### Given instruction a
In the forum thread on filleting fish, reproduce word for word the passage starting at "aji and sanma, but" and ending at "normally here ?".

# Filleting fish



## JBroida (Oct 5, 2011)

Just thought you guys might get a kick out of this photo album... me, some knives, some fish, and maybe a couple of veggies 

Enjoy:
http://www.facebook.com/media/set/?set=a.10150322818028860.356978.369479678859&type=1

(sorry its only on facebook... its too much to upload here)


----------



## JBroida (Oct 5, 2011)




----------



## riverie (Oct 5, 2011)

iwashi ?


----------



## JBroida (Oct 5, 2011)

aji and sanma, but we also cut up tai, saba, katsuo, ika, and sawara


----------



## riverie (Oct 5, 2011)

nice cut Jon. quick question... do they sear katsuo and sawara like the way we do normally here ?


----------



## JBroida (Oct 5, 2011)

not always... depends on what they are going to do with it and what area you are in


----------



## riverie (Oct 5, 2011)

i see, thank you Jon... i always curious about this. now i wish i can go there to enjoy their takoyaki .


----------



## JBroida (Oct 5, 2011)

lol... the only takoyaki i had this year was "takoyaki" doughnuts... horrible


----------



## riverie (Oct 5, 2011)

at least it's not frozen takoyaki like mostly we got here in NYC . i'm visiting Japan next year most likely.... i will make a list of what should i eat there , ankimo, fugu, takoyaki, and okonomiyaki is a must...

### Given instruction b
Quote every line of the listing below without any change.

(A run of records)
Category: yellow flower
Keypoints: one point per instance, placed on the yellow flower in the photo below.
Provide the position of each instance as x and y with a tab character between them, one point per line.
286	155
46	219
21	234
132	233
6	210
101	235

### Written solution a
aji and sanma, but we also cut up tai, saba, katsuo, ika, and sawara


----------



## riverie (Oct 5, 2011)

nice cut Jon. quick question... do they sear katsuo and sawara like the way we do normally here ?

### Written solution b
Category: yellow flower
Keypoints: one point per instance, placed on the yellow flower in the photo below.
Provide the position of each instance as x and y with a tab character between them, one point per line.
286	155
46	219
21	234
132	233
6	210
101	235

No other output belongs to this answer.